- _WHAT YOU HAVE TO DO_: Copy every item below, substituting "Prompt" for each occurrence of "Challenge" and leaving everything else unchanged.

- _DATA ROWS_:
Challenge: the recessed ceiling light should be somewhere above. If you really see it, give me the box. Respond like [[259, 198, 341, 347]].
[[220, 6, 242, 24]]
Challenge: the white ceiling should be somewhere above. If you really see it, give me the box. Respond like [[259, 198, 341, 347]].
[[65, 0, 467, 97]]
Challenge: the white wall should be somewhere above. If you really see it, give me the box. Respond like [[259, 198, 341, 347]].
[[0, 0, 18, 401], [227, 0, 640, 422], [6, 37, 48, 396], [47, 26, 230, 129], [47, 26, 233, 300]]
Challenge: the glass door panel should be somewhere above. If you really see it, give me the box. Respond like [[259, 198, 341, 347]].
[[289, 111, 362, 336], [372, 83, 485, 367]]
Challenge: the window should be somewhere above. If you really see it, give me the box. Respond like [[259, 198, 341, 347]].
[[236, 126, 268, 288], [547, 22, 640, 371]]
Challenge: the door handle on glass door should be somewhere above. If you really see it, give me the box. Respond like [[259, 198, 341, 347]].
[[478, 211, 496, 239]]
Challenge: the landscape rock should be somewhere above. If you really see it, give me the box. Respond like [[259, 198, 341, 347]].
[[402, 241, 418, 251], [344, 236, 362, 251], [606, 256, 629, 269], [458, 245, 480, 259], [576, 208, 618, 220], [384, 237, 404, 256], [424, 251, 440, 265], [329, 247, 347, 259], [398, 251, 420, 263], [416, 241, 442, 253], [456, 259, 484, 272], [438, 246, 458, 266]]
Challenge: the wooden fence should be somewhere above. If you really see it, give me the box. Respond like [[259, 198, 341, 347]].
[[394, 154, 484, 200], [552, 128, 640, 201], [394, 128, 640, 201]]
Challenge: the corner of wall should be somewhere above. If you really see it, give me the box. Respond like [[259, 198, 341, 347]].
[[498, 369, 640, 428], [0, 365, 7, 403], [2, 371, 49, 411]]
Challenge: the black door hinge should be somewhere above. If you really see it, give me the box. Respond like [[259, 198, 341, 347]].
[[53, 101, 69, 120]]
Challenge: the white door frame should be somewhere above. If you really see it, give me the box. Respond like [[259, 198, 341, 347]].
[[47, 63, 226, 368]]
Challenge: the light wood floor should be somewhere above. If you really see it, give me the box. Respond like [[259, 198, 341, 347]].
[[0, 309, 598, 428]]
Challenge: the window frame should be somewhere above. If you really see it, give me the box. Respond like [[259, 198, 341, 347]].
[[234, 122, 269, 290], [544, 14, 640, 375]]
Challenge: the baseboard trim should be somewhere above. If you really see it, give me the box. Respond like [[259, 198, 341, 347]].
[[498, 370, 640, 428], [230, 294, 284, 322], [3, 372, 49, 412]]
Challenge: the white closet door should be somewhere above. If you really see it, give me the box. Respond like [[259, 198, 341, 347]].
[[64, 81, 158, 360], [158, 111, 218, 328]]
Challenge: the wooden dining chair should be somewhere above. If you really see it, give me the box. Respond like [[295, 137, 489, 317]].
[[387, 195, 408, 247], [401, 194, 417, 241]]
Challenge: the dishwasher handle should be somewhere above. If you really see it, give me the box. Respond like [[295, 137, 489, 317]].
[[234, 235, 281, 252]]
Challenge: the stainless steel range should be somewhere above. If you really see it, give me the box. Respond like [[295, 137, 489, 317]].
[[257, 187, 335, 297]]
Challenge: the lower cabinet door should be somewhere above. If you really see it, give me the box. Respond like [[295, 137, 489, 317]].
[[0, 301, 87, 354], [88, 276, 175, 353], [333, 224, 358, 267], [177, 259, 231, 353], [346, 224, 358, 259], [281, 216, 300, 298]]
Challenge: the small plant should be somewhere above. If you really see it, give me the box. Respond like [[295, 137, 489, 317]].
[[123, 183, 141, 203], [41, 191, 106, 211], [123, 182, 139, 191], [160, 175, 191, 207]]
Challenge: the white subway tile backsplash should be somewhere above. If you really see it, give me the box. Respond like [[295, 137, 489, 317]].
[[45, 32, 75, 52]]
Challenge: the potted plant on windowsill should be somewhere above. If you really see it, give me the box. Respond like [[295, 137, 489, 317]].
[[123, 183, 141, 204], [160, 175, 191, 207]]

- _THE COMPLETED TASK_:
Prompt: the recessed ceiling light should be somewhere above. If you really see it, give me the box. Respond like [[259, 198, 341, 347]].
[[220, 6, 242, 24]]
Prompt: the white ceiling should be somewhere above. If you really see it, give me the box. Respond like [[259, 198, 341, 347]].
[[65, 0, 467, 97]]
Prompt: the white wall should be somewhere above. If you really see it, give me the box. Respond like [[259, 198, 341, 347]].
[[0, 0, 18, 401], [227, 0, 640, 422], [6, 37, 48, 396], [47, 26, 230, 129], [47, 26, 233, 300]]
Prompt: the glass door panel should be somewhere above. If you really see it, give me the box. Respond like [[259, 198, 341, 347]].
[[289, 111, 362, 336], [372, 83, 485, 367]]
Prompt: the window should be somewhere above. If you really see it, give me the box. Respond like [[259, 198, 341, 347]].
[[236, 126, 268, 288], [547, 22, 640, 371]]
Prompt: the door handle on glass door should be somewhere above. If you really see it, give me the box. Respond like [[259, 198, 341, 347]].
[[478, 211, 496, 239]]
Prompt: the landscape rock should be somewhere above. If you really see it, give me the box. Respond like [[259, 198, 341, 347]].
[[402, 241, 418, 251], [344, 236, 362, 251], [606, 256, 629, 269], [458, 245, 480, 259], [576, 208, 618, 220], [384, 237, 404, 256], [424, 251, 440, 265], [329, 247, 347, 259], [398, 251, 420, 263], [416, 241, 442, 253], [456, 259, 484, 272], [438, 246, 458, 266]]
Prompt: the wooden fence should be somewhere above. If you really see it, give me the box. Respond like [[259, 198, 341, 347]].
[[394, 154, 484, 200], [552, 128, 640, 201], [394, 128, 640, 201]]
Prompt: the corner of wall should be somewhere above. If you really see it, give me the box. Respond like [[259, 198, 341, 347]].
[[498, 369, 640, 428], [0, 365, 7, 403], [2, 371, 49, 411]]
Prompt: the black door hinge should be somewhere above. If you really see it, give me the box. Respond like [[259, 198, 341, 347]].
[[53, 101, 69, 120]]
Prompt: the white door frame should be somewhere above. If you really see it, give me the box. Respond like [[259, 198, 341, 347]].
[[47, 63, 226, 368]]
Prompt: the light wood floor should be somewhere above. If you really see it, give me the box. Respond like [[259, 198, 341, 347]].
[[0, 309, 598, 428]]
Prompt: the window frame should be somewhere above. If you really see it, give me the box. Respond like [[259, 198, 341, 347]].
[[234, 122, 269, 290], [544, 14, 640, 375]]
Prompt: the baseboard trim should be somewhere above. If you really see it, give me the box. Respond like [[259, 198, 341, 347]].
[[498, 370, 640, 428], [230, 294, 284, 322], [3, 372, 49, 412]]
Prompt: the white closet door should be somewhere above. If you really see it, give me the box. Respond like [[259, 198, 341, 347]].
[[64, 81, 158, 360], [158, 111, 218, 328]]
Prompt: the wooden dining chair should be somewhere above. If you really see it, give me the box. Respond like [[295, 137, 489, 317]].
[[387, 195, 408, 247], [401, 194, 417, 241]]
Prompt: the dishwasher handle should be somewhere above. If you really see it, give me the box. Respond like [[295, 137, 489, 317]].
[[234, 235, 281, 252]]
Prompt: the stainless steel range should be somewhere above. If you really see it, give me the box. Respond like [[295, 137, 489, 317]].
[[257, 187, 335, 297]]
Prompt: the lower cabinet door should be somewhere above. If you really see it, give me the box. Respond like [[295, 137, 489, 317]].
[[0, 301, 87, 354], [88, 276, 175, 353], [333, 224, 358, 267], [177, 259, 231, 353], [346, 224, 358, 259], [281, 216, 300, 298]]
Prompt: the small plant should be somewhere above. If you really see it, give me the box. Respond like [[295, 137, 489, 317]].
[[123, 183, 141, 203], [41, 191, 106, 211], [123, 182, 139, 191], [160, 175, 191, 207]]
Prompt: the white subway tile backsplash should be somewhere above. If you really see it, give me the box. Respond like [[295, 137, 489, 317]].
[[45, 32, 75, 52]]
Prompt: the potted plant on windowsill should be somewhere above. If you really see it, give me the box. Respond like [[295, 137, 489, 317]].
[[123, 183, 141, 204], [160, 175, 191, 207]]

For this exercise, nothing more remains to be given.